_GIVEN EXERCISE:_
Write out the part of the text on how Python creates classes from "by default. It" up to and including "to the type_new()", with every word unchanged.

_EXTRACT TO READ:_
------------------------
The arguments we pass to type()
are:
- the name of a class
- a tuple of its bases; and
- a namespace.
Other metatypes take arguments in this form as well.
We saw that we can create a class by calling type()
, but that's not what we typically do. Typically, we use the class
statement to define a class. It turns out that in this case too the VM eventually calls some metatype, and most often it calls type()
.
To execute the class
statement, the VM calls the __build_class__()
function from the builtins
module. What this function does can be summarized as follows:
- Decide which metatype to call to create the class.
- Prepare the namespace. The namespace will be used as a class's dictionary.
- Execute the body of the class in the namespace, thus filling the namespace.
- Call the metatype.
We can instruct __build_class__()
which metatype it should call using the metaclass
keyword. If no metaclass
is specified, __build_class__()
calls type()
by default. It also takes metatypes of bases into account. The exact logic of choosing the metatype is nicely described in the docs.
Suppose we define a new class and do not specify metaclass
. Where does the class actually get created? In this case, __build_class__()
calls type()
. This invokes the type_call()
function that, in turn, calls the tp_new
and tp_init
slots of type
. The tp_new
slot of type
points to the type_new()
------------------------
_SUPPLIED MATERIAL:_
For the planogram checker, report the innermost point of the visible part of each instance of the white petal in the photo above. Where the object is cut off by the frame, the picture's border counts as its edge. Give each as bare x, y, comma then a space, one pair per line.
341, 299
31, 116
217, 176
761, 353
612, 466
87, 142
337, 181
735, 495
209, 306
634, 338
------------------------
_TASK SOLUTION:_
by default. It also takes metatypes of bases into account. The exact logic of choosing the metatype is nicely described in the docs.
Suppose we define a new class and do not specify metaclass
. Where does the class actually get created? In this case, __build_class__()
calls type()
. This invokes the type_call()
function that, in turn, calls the tp_new
and tp_init
slots of type
. The tp_new
slot of type
points to the type_new()